## [Dataset extract]
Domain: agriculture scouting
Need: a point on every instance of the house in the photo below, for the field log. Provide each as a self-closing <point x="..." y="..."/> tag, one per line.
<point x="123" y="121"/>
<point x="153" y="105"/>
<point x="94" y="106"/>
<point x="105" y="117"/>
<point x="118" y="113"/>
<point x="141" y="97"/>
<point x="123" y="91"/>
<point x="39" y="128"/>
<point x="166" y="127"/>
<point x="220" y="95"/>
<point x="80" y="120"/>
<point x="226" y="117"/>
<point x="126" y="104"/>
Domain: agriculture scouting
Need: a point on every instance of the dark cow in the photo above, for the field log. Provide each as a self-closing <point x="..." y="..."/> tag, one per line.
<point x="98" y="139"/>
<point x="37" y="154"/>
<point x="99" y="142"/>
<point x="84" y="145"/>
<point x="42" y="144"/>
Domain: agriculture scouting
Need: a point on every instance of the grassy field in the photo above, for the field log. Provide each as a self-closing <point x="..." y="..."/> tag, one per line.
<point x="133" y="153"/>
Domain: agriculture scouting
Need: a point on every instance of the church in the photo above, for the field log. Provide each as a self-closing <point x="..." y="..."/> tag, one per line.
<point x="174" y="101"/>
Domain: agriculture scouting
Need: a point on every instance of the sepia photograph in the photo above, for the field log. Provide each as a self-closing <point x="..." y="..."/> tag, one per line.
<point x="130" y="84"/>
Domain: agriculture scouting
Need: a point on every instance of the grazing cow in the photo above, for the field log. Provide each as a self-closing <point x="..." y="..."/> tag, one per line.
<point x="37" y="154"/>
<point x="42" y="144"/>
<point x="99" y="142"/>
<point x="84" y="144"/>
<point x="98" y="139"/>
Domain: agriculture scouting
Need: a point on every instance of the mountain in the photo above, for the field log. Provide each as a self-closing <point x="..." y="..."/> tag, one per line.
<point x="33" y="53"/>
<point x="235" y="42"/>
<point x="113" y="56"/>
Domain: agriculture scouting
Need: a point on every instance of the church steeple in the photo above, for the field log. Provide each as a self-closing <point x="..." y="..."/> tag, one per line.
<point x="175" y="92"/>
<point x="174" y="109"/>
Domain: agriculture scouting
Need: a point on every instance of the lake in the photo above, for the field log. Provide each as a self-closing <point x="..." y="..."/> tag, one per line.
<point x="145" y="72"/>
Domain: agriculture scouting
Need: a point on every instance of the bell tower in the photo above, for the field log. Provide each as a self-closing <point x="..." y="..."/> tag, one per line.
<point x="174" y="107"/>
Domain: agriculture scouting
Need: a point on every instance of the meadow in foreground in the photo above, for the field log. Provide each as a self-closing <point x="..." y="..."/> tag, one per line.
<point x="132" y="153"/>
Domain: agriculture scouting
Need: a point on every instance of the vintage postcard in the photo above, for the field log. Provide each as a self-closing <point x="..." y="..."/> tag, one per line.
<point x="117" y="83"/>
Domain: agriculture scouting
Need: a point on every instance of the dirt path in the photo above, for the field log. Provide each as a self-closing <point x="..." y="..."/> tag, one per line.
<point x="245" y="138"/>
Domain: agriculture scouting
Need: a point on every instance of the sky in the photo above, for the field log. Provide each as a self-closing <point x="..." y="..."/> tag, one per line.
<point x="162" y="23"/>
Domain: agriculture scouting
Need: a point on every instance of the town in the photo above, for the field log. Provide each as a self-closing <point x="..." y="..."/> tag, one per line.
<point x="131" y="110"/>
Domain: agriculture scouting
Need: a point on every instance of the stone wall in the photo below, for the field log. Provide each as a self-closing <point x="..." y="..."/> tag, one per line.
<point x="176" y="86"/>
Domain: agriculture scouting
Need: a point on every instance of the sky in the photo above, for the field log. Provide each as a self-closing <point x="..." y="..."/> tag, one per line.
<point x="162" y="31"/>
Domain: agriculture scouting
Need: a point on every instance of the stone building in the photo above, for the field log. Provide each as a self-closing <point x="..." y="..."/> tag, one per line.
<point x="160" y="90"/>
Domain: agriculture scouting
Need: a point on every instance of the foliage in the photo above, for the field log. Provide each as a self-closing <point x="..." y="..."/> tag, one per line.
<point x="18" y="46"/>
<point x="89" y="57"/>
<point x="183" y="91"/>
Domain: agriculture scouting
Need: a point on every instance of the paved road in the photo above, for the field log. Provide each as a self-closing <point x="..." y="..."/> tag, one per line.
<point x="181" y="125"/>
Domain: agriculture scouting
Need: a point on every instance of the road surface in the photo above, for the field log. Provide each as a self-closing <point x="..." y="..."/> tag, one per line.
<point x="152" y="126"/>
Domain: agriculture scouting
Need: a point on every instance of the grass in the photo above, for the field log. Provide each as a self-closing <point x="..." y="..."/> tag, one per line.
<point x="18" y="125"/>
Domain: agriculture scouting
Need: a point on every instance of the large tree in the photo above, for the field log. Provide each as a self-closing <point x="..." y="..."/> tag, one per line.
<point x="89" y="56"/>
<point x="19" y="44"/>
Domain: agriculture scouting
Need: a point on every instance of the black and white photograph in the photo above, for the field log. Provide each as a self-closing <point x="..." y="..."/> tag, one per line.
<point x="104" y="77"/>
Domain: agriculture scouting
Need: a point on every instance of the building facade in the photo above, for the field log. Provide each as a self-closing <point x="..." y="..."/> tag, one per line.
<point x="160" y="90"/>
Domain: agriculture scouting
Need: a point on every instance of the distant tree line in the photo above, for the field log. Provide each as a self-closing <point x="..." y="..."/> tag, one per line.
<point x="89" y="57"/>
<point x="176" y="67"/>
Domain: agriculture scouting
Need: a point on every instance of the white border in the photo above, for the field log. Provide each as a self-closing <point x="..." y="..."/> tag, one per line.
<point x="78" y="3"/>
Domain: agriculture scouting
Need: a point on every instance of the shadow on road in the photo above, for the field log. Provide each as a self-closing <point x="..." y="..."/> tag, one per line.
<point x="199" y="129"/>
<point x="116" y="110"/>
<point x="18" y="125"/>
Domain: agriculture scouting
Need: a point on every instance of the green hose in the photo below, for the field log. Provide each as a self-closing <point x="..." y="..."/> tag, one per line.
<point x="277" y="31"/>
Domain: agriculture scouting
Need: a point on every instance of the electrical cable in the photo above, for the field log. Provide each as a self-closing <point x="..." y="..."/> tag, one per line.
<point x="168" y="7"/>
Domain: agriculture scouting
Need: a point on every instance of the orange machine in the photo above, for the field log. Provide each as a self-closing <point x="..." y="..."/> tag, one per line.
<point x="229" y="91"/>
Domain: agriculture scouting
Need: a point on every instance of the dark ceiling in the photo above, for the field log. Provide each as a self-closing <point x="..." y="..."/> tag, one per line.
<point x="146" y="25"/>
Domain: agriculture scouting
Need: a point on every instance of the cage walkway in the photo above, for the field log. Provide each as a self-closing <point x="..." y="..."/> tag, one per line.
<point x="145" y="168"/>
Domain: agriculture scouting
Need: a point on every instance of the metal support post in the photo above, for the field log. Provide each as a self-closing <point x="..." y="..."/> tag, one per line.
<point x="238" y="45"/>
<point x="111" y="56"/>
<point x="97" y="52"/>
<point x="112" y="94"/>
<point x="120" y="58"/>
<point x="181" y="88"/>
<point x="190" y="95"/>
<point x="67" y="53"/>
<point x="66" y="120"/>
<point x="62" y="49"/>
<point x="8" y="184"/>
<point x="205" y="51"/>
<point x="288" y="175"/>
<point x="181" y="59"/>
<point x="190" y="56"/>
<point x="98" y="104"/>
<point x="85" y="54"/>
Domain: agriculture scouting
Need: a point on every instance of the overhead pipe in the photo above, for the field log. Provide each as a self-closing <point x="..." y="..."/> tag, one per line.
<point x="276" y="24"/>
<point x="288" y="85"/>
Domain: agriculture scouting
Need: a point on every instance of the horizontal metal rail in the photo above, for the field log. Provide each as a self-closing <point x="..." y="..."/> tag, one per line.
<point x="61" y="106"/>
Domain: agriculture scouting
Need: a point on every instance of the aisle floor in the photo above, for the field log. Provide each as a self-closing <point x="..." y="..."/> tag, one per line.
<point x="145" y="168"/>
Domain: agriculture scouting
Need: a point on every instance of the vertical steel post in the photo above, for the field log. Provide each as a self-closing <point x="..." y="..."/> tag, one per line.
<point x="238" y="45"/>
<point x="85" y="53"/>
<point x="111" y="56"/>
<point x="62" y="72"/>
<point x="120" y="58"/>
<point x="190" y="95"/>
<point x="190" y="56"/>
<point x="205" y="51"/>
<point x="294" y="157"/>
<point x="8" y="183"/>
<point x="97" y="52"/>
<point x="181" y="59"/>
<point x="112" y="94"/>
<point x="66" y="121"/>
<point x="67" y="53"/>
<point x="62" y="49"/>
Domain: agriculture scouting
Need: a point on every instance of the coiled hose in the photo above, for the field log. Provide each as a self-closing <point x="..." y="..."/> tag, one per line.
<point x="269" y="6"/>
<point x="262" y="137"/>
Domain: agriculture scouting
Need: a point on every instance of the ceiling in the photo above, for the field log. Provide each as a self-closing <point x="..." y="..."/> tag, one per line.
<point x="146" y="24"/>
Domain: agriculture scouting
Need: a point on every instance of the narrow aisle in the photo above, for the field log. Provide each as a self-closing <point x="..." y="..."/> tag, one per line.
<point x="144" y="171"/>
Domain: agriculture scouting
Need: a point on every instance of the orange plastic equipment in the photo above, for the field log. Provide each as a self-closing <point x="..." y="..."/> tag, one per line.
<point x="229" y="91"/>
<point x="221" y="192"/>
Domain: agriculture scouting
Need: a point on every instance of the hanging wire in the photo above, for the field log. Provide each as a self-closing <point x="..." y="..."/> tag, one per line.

## [Prompt]
Count how many lines in the entries above contain the word "ceiling", and give only that number.

## [Solution for this problem]
2